*** Excerpted data Section Begins ***

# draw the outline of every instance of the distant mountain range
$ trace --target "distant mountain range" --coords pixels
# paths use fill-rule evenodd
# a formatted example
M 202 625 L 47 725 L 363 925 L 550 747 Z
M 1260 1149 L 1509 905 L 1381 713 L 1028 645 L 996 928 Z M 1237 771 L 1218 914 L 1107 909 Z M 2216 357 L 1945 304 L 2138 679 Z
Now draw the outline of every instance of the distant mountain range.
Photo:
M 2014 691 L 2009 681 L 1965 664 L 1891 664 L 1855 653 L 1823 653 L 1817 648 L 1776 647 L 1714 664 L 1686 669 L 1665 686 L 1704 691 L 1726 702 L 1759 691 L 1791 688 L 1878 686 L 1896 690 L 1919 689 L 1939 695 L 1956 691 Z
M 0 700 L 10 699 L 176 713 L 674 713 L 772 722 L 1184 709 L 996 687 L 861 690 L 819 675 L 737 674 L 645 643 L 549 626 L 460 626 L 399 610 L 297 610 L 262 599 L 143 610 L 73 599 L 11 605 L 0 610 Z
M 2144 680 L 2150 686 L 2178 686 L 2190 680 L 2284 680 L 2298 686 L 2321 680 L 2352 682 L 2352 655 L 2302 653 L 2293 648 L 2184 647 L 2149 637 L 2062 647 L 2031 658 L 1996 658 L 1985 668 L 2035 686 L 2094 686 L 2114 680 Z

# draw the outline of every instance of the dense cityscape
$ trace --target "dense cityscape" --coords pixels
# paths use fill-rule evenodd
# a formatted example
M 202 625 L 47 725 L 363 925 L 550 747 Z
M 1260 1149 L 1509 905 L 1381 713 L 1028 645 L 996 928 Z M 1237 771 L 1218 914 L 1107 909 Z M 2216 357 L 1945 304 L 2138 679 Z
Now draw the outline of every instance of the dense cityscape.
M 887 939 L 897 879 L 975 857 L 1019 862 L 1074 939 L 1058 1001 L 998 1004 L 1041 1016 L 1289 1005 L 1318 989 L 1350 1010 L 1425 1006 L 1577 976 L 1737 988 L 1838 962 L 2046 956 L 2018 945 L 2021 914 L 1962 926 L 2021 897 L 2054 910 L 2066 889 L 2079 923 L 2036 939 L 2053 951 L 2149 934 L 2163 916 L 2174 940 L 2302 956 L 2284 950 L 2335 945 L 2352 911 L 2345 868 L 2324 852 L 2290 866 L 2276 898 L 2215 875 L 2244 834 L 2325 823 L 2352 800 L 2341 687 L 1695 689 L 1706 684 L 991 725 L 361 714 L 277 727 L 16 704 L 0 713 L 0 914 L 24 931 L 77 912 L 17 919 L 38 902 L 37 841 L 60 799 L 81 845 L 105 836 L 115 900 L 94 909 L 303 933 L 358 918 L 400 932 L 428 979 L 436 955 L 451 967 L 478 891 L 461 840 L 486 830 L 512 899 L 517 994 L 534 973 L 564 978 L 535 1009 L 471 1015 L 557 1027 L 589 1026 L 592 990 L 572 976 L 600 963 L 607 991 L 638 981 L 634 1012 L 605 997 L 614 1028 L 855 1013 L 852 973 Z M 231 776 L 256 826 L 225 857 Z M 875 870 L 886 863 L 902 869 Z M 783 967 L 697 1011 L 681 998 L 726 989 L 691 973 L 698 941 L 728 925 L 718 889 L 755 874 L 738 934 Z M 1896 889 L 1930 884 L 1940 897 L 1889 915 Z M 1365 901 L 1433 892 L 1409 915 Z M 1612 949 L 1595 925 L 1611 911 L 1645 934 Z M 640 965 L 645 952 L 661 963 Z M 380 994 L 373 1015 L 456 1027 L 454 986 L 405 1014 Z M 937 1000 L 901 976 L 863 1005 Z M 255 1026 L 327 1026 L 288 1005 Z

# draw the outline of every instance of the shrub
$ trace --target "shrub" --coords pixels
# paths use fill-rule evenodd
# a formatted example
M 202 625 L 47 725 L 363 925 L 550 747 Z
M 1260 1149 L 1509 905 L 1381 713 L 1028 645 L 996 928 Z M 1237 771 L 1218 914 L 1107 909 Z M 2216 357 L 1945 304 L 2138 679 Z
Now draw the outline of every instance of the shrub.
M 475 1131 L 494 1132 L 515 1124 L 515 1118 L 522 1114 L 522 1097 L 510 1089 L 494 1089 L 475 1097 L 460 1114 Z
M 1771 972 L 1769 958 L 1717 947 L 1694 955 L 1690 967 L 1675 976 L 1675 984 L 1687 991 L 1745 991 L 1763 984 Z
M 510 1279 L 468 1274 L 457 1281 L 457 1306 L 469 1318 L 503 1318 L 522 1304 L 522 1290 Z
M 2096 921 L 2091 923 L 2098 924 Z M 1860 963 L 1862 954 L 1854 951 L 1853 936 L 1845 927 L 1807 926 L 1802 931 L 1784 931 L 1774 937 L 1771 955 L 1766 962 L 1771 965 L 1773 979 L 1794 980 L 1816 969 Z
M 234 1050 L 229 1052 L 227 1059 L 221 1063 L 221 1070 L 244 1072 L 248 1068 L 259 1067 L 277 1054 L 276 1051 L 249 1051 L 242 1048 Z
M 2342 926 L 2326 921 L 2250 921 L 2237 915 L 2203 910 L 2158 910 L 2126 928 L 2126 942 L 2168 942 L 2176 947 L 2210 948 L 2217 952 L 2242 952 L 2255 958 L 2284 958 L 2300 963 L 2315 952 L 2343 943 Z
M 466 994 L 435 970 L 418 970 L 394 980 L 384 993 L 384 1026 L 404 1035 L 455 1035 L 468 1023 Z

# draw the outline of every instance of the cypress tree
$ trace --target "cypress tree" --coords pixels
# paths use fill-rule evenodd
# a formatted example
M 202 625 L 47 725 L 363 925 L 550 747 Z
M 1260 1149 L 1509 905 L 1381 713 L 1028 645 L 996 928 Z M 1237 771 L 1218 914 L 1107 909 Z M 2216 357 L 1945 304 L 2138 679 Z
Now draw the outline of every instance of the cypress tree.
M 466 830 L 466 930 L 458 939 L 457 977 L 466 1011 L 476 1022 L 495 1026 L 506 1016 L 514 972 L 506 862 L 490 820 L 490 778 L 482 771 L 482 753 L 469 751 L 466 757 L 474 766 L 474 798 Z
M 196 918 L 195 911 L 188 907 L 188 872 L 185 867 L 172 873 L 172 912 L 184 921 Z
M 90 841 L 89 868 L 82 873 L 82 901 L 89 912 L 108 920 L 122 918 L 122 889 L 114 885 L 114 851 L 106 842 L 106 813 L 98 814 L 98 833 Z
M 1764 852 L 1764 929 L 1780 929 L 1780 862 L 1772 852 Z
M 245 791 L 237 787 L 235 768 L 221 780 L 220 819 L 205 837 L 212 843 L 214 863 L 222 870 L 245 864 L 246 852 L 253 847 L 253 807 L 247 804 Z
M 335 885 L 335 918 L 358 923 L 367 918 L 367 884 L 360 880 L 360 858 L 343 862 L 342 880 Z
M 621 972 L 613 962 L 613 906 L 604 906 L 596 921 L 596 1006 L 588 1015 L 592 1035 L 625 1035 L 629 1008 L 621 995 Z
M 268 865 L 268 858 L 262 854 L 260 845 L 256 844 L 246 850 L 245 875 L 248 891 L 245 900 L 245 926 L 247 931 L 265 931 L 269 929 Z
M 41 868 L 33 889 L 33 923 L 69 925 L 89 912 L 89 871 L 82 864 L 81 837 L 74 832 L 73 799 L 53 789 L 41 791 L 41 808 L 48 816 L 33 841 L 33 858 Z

*** Excerpted data Section Ends ***

Give back each line above exactly as written.

# draw the outline of every instance of the distant mountain range
$ trace --target "distant mountain range" --coords pixels
# paths use fill-rule evenodd
# a formatted example
M 202 625 L 47 725 L 363 925 L 550 747 Z
M 1260 1149 L 1509 905 L 1381 713 L 1028 645 L 996 928 Z M 1237 771 L 1218 914 L 1107 909 Z M 2216 357 L 1945 304 L 2138 679 Z
Now draw the outline of every instance of the distant mountain range.
Photo:
M 2014 691 L 2009 681 L 1965 664 L 1891 664 L 1855 653 L 1823 653 L 1817 648 L 1776 647 L 1714 664 L 1686 669 L 1665 686 L 1704 691 L 1726 702 L 1759 691 L 1791 688 L 1878 686 L 1896 690 L 1919 689 L 1939 695 L 1956 691 Z
M 0 700 L 10 699 L 176 713 L 674 713 L 772 722 L 1184 709 L 996 687 L 861 690 L 819 675 L 737 674 L 645 643 L 549 626 L 460 626 L 399 610 L 297 610 L 262 599 L 143 610 L 73 599 L 11 605 L 0 610 Z
M 2144 680 L 2150 686 L 2178 686 L 2190 680 L 2284 680 L 2298 686 L 2321 680 L 2352 682 L 2352 655 L 2302 653 L 2293 648 L 2184 647 L 2149 637 L 2062 647 L 2031 658 L 1996 658 L 1985 668 L 2035 686 L 2094 686 L 2114 680 Z

# draw the outline of every instance of the dense cityscape
$ trace --target "dense cityscape" --coords pixels
# paths use fill-rule evenodd
# a formatted example
M 202 625 L 47 725 L 363 925 L 550 747 Z
M 1260 1149 L 1509 905 L 1381 713 L 1028 645 L 996 928 Z M 1237 771 L 1218 914 L 1107 909 Z M 2216 357 L 1945 304 L 2138 679 Z
Now draw the outline of every instance of the dense cityscape.
M 887 939 L 897 879 L 975 857 L 1019 862 L 1074 939 L 1058 1001 L 998 1004 L 1041 1016 L 1289 1005 L 1318 989 L 1350 1010 L 1425 1006 L 1577 976 L 1737 988 L 1838 962 L 2046 956 L 2018 945 L 2021 914 L 1962 926 L 2021 897 L 2054 910 L 2066 889 L 2079 923 L 2036 939 L 2053 951 L 2149 934 L 2163 916 L 2174 940 L 2302 956 L 2284 950 L 2335 945 L 2352 911 L 2345 868 L 2324 852 L 2290 866 L 2276 898 L 2215 875 L 2244 834 L 2325 823 L 2352 800 L 2341 687 L 1695 689 L 1706 684 L 991 725 L 361 714 L 277 727 L 16 704 L 0 713 L 0 914 L 24 931 L 77 912 L 17 919 L 38 902 L 37 841 L 60 799 L 81 845 L 105 836 L 115 900 L 94 909 L 303 933 L 358 918 L 400 932 L 428 979 L 436 955 L 451 967 L 478 891 L 461 840 L 486 830 L 512 899 L 517 994 L 534 973 L 564 978 L 535 1009 L 471 1015 L 557 1027 L 589 1026 L 592 990 L 572 976 L 600 963 L 607 991 L 638 981 L 634 1012 L 605 997 L 614 1028 L 855 1013 L 852 973 Z M 231 776 L 256 826 L 225 857 Z M 875 870 L 886 863 L 902 869 Z M 783 967 L 697 1011 L 681 998 L 726 989 L 691 973 L 698 941 L 728 925 L 718 889 L 755 874 L 738 934 Z M 1896 889 L 1930 884 L 1940 897 L 1889 915 Z M 1365 901 L 1433 892 L 1409 915 Z M 1612 949 L 1595 925 L 1611 911 L 1645 934 Z M 640 965 L 645 952 L 661 963 Z M 380 994 L 373 1015 L 456 1027 L 454 986 L 405 1014 Z M 937 1000 L 901 976 L 863 1005 Z M 255 1026 L 327 1026 L 288 1005 Z

# draw the outline of every instance of the shrub
$ trace --target "shrub" --coords pixels
# paths use fill-rule evenodd
# a formatted example
M 202 625 L 47 725 L 363 925 L 550 747 Z
M 1260 1149 L 1509 905 L 1381 713 L 1028 645 L 996 928 Z M 1237 771 L 1218 914 L 1107 909 Z M 2216 357 L 1945 304 L 2138 679 Z
Now draw the outline of every instance of the shrub.
M 475 1131 L 494 1132 L 515 1124 L 515 1118 L 522 1114 L 522 1097 L 510 1089 L 494 1089 L 475 1097 L 460 1114 Z
M 1771 972 L 1769 958 L 1717 947 L 1694 955 L 1690 967 L 1675 976 L 1675 984 L 1687 991 L 1745 991 L 1763 984 Z
M 510 1279 L 468 1274 L 457 1281 L 457 1306 L 469 1318 L 503 1318 L 522 1304 L 522 1290 Z
M 2096 921 L 2091 923 L 2098 924 Z M 1860 963 L 1862 954 L 1854 951 L 1853 936 L 1845 927 L 1807 926 L 1802 931 L 1784 931 L 1774 937 L 1771 955 L 1766 962 L 1771 965 L 1773 979 L 1794 980 L 1816 969 Z
M 234 1050 L 229 1052 L 227 1059 L 221 1063 L 221 1070 L 244 1072 L 248 1068 L 259 1067 L 277 1054 L 276 1051 L 249 1051 L 242 1048 Z
M 2342 926 L 2326 921 L 2250 921 L 2237 915 L 2203 910 L 2158 910 L 2126 928 L 2126 942 L 2168 942 L 2176 947 L 2210 948 L 2217 952 L 2242 952 L 2255 958 L 2284 958 L 2300 963 L 2315 952 L 2343 943 Z
M 466 994 L 435 970 L 418 970 L 394 980 L 384 993 L 384 1026 L 404 1035 L 455 1035 L 468 1023 Z

# draw the outline of every instance of the cypress tree
$ trace --target "cypress tree" --coords pixels
# paths use fill-rule evenodd
# a formatted example
M 202 625 L 47 725 L 363 925 L 550 747 Z
M 1260 1149 L 1509 905 L 1381 713 L 1028 645 L 996 928 Z M 1237 771 L 1218 914 L 1107 909 Z M 2216 357 L 1945 304 L 2138 679 Z
Now draw the outline of every instance of the cypress tree.
M 466 830 L 466 930 L 458 939 L 457 977 L 466 1011 L 476 1022 L 495 1026 L 506 1016 L 514 972 L 506 862 L 490 820 L 490 778 L 482 771 L 482 753 L 469 751 L 466 757 L 474 766 L 474 798 Z
M 196 918 L 195 911 L 188 907 L 188 872 L 185 867 L 172 873 L 172 912 L 184 921 Z
M 90 841 L 89 868 L 82 873 L 82 901 L 89 912 L 108 920 L 122 918 L 122 889 L 114 885 L 114 851 L 106 842 L 106 813 L 98 814 L 98 833 Z
M 1764 852 L 1764 929 L 1780 929 L 1780 862 L 1772 852 Z
M 245 791 L 237 787 L 235 768 L 221 780 L 220 819 L 205 837 L 212 843 L 214 863 L 222 870 L 245 864 L 246 852 L 253 847 L 253 807 L 247 804 Z
M 335 885 L 335 918 L 358 923 L 367 918 L 367 884 L 360 880 L 360 858 L 343 862 L 342 880 Z
M 621 972 L 613 962 L 613 906 L 604 906 L 596 921 L 596 1006 L 588 1015 L 592 1035 L 625 1035 L 629 1008 L 621 995 Z
M 268 865 L 268 858 L 262 854 L 260 845 L 256 844 L 246 850 L 245 875 L 248 891 L 245 900 L 245 926 L 247 931 L 265 931 L 269 929 Z
M 41 868 L 33 889 L 33 923 L 69 925 L 89 912 L 89 871 L 82 864 L 81 837 L 74 832 L 73 799 L 53 789 L 41 791 L 41 808 L 48 816 L 33 841 L 33 858 Z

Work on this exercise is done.